TASK DETAILS
Your response should be every line of the data, written out exactly.

INPUT DATA
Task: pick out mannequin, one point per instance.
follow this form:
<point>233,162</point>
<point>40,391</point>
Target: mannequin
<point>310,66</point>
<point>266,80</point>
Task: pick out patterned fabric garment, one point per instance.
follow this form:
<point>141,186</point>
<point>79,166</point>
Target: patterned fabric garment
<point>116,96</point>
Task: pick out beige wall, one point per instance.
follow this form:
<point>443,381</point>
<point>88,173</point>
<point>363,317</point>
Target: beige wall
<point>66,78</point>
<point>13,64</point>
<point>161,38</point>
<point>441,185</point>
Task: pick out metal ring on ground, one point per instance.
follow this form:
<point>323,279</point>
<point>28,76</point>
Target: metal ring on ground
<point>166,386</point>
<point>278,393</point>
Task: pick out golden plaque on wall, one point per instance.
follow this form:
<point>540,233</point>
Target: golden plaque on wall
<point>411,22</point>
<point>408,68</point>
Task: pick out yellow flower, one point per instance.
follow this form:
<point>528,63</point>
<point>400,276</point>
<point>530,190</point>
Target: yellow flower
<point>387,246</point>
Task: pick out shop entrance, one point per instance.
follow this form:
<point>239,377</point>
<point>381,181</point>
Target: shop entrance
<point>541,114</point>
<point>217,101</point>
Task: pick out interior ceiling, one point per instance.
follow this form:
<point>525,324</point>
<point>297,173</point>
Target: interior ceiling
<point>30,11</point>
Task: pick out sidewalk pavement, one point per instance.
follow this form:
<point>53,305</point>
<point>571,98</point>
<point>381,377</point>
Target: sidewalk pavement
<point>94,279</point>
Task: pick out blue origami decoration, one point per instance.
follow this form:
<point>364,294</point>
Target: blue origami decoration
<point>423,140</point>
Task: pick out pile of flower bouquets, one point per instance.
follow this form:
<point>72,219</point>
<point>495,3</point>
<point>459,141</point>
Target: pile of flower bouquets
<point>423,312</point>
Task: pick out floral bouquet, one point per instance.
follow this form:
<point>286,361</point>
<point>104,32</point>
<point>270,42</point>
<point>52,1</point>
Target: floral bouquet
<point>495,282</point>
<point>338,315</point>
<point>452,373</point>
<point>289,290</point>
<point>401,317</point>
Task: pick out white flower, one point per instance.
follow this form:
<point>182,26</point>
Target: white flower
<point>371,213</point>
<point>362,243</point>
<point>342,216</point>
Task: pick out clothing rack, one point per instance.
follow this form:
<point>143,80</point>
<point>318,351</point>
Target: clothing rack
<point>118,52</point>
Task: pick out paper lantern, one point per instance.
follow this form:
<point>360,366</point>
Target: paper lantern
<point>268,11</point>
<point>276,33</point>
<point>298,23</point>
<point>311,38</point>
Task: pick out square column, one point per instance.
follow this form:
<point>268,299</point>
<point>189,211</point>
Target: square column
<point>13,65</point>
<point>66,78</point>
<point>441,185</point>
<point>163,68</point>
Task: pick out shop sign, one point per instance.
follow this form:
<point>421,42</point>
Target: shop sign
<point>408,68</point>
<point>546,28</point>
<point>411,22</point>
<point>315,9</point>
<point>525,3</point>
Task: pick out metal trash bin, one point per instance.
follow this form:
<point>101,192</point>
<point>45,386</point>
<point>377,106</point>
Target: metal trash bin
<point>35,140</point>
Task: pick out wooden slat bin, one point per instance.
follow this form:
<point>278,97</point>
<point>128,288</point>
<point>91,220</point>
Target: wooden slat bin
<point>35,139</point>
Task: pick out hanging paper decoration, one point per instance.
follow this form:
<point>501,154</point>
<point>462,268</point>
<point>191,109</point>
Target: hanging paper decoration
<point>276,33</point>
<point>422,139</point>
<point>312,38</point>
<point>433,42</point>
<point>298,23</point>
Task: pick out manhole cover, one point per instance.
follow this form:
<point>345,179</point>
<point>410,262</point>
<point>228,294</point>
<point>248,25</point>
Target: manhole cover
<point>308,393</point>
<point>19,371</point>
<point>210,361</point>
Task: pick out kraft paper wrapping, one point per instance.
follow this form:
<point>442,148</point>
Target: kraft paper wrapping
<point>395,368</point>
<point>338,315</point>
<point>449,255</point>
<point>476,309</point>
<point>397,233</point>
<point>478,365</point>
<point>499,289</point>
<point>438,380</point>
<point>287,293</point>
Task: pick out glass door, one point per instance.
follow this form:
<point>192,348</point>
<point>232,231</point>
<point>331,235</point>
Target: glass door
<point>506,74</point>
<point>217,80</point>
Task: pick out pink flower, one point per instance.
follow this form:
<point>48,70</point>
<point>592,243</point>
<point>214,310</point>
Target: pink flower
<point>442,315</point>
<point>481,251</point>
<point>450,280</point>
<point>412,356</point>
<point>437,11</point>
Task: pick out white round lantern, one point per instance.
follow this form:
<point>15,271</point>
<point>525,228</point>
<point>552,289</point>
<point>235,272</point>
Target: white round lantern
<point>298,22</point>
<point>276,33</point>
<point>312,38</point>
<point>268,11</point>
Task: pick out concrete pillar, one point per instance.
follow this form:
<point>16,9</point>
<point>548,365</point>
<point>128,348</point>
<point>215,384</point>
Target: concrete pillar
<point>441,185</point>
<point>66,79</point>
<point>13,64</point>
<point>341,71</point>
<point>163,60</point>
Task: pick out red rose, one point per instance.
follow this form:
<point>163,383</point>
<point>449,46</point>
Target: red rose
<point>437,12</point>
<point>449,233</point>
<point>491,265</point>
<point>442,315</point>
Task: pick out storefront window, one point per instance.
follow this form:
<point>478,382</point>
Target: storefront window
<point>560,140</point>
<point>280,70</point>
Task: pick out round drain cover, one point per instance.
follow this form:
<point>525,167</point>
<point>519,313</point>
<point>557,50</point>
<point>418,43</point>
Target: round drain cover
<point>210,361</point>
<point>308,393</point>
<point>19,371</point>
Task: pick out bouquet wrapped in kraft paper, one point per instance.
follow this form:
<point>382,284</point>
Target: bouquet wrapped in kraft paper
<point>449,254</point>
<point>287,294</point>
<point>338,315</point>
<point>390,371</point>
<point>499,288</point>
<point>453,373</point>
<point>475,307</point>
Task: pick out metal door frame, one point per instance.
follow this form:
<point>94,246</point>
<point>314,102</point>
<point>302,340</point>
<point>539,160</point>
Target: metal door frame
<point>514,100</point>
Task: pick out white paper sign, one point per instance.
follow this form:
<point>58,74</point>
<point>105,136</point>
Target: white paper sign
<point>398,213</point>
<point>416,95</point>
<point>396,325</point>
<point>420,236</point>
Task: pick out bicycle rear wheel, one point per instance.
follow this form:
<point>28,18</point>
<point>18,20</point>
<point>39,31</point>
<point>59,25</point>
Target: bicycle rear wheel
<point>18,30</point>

SOLUTION FOR THIS EXERCISE
Task: pick out mannequin, one point per instance.
follow this form:
<point>233,162</point>
<point>40,391</point>
Target: mannequin
<point>310,66</point>
<point>266,80</point>
Task: pick out patterned fabric garment, one point per instance.
follow this form:
<point>141,186</point>
<point>79,166</point>
Target: patterned fabric garment
<point>116,96</point>
Task: pick out beige wall, one point per instance.
follow this form:
<point>443,381</point>
<point>88,173</point>
<point>363,317</point>
Target: beige wall
<point>66,78</point>
<point>13,64</point>
<point>161,38</point>
<point>441,185</point>
Task: pick out metal ring on ground, one point per instance.
follow this form:
<point>323,279</point>
<point>28,76</point>
Target: metal ring on ground
<point>166,386</point>
<point>278,393</point>
Task: pick out golden plaque on wall, one point per instance.
follow this form:
<point>540,233</point>
Target: golden plaque on wall
<point>411,22</point>
<point>408,68</point>
Task: pick out yellow flower, one point per instance.
follow this form:
<point>528,63</point>
<point>400,276</point>
<point>530,190</point>
Target: yellow flower
<point>387,246</point>
Task: pick out shop entrance, one point per instance.
follow this form:
<point>239,377</point>
<point>381,181</point>
Target: shop entrance
<point>541,114</point>
<point>217,101</point>
Task: pick out interior ceiling, one point per instance.
follow this form:
<point>525,324</point>
<point>297,173</point>
Target: interior ceiling
<point>30,11</point>
Task: pick out sidewalk pavement, one point per instance.
follow this form:
<point>53,305</point>
<point>571,98</point>
<point>381,377</point>
Target: sidewalk pavement
<point>94,279</point>
Task: pick out blue origami decoration, one point per instance.
follow this form:
<point>364,294</point>
Target: blue origami decoration
<point>423,140</point>
Task: pick out pile of flower bouquets, one point per instance.
follow this form:
<point>72,219</point>
<point>495,3</point>
<point>459,141</point>
Target: pile of flower bouquets
<point>423,312</point>
Task: pick out floral bouquet, one point per instance.
follow this form:
<point>286,361</point>
<point>104,32</point>
<point>270,42</point>
<point>52,1</point>
Target: floral bouquet
<point>495,282</point>
<point>338,315</point>
<point>452,373</point>
<point>289,290</point>
<point>401,317</point>
Task: pick out white flower, one point per instance.
follow this form:
<point>182,26</point>
Target: white flower
<point>371,213</point>
<point>362,243</point>
<point>342,216</point>
Task: pick out clothing rack, one point per instance.
follow this form:
<point>143,80</point>
<point>318,351</point>
Target: clothing rack
<point>118,52</point>
Task: pick out paper lantern, one point per instance.
follow this form:
<point>360,366</point>
Target: paper lantern
<point>268,11</point>
<point>276,33</point>
<point>298,23</point>
<point>311,38</point>
Task: pick out square column, one point per instance.
follow this form:
<point>268,299</point>
<point>189,211</point>
Target: square column
<point>13,65</point>
<point>66,78</point>
<point>441,185</point>
<point>163,68</point>
Task: pick out shop sign, one point per instance.
follow this form:
<point>421,42</point>
Target: shop sign
<point>408,68</point>
<point>546,28</point>
<point>411,22</point>
<point>315,9</point>
<point>525,3</point>
Task: pick out metal trash bin, one point per instance.
follow this form:
<point>101,192</point>
<point>45,386</point>
<point>377,106</point>
Target: metal trash bin
<point>35,140</point>
Task: pick out wooden slat bin, one point per instance.
follow this form:
<point>278,97</point>
<point>128,288</point>
<point>91,220</point>
Target: wooden slat bin
<point>35,139</point>
Task: pick out hanging paper decoration, one point per instance.
follow this form:
<point>501,154</point>
<point>462,268</point>
<point>191,109</point>
Target: hanging paper decoration
<point>276,33</point>
<point>422,139</point>
<point>312,38</point>
<point>433,42</point>
<point>298,23</point>
Task: pick out manhole cover, one point per instance.
follow this form:
<point>345,179</point>
<point>410,262</point>
<point>228,294</point>
<point>248,25</point>
Target: manhole cover
<point>308,393</point>
<point>19,371</point>
<point>210,361</point>
Task: pick out kraft paper wrapping, one point per instance.
follow this form:
<point>442,148</point>
Target: kraft paper wrapping
<point>395,368</point>
<point>338,315</point>
<point>449,255</point>
<point>476,309</point>
<point>397,233</point>
<point>478,365</point>
<point>499,289</point>
<point>438,380</point>
<point>287,293</point>
Task: pick out glass door, one point per instance.
follow this form:
<point>192,348</point>
<point>232,231</point>
<point>331,235</point>
Target: glass door
<point>506,74</point>
<point>217,80</point>
Task: pick out pink flower, one point per instance.
follow this form:
<point>48,70</point>
<point>592,243</point>
<point>214,310</point>
Target: pink flower
<point>442,315</point>
<point>481,251</point>
<point>450,280</point>
<point>412,356</point>
<point>437,11</point>
Task: pick out white round lantern, one point per instance.
follow this form:
<point>15,271</point>
<point>525,228</point>
<point>552,289</point>
<point>235,272</point>
Target: white round lantern
<point>298,22</point>
<point>276,33</point>
<point>312,38</point>
<point>268,11</point>
Task: pick out concrete pillar, one point per instance.
follow this form:
<point>16,9</point>
<point>548,365</point>
<point>128,348</point>
<point>215,384</point>
Target: concrete pillar
<point>441,185</point>
<point>66,79</point>
<point>13,64</point>
<point>341,71</point>
<point>163,60</point>
Task: pick out red rose, one point per instance.
follow this form:
<point>163,383</point>
<point>449,46</point>
Target: red rose
<point>437,12</point>
<point>449,233</point>
<point>491,265</point>
<point>442,315</point>
Task: pick out storefront window, one point per instance.
follow this form:
<point>478,382</point>
Target: storefront window
<point>560,140</point>
<point>280,70</point>
Task: pick out round drain cover, one point per instance.
follow this form:
<point>525,167</point>
<point>519,313</point>
<point>557,50</point>
<point>418,43</point>
Target: round drain cover
<point>210,361</point>
<point>308,393</point>
<point>19,371</point>
Task: pick out bouquet wrapped in kraft paper, one point per instance.
follow this form:
<point>382,284</point>
Target: bouquet wrapped in kraft paper
<point>449,254</point>
<point>287,294</point>
<point>338,315</point>
<point>390,371</point>
<point>499,288</point>
<point>453,373</point>
<point>475,307</point>
Task: pick out metal door frame, one point per instance.
follow this form:
<point>94,246</point>
<point>314,102</point>
<point>302,340</point>
<point>539,160</point>
Target: metal door frame
<point>514,100</point>
Task: pick out white paper sign, one point per instance.
follow this form:
<point>58,74</point>
<point>105,136</point>
Target: white paper sign
<point>398,213</point>
<point>416,95</point>
<point>396,325</point>
<point>420,236</point>
Task: pick out bicycle rear wheel, one point per instance.
follow this form:
<point>28,18</point>
<point>18,20</point>
<point>39,31</point>
<point>59,25</point>
Target: bicycle rear wheel
<point>18,30</point>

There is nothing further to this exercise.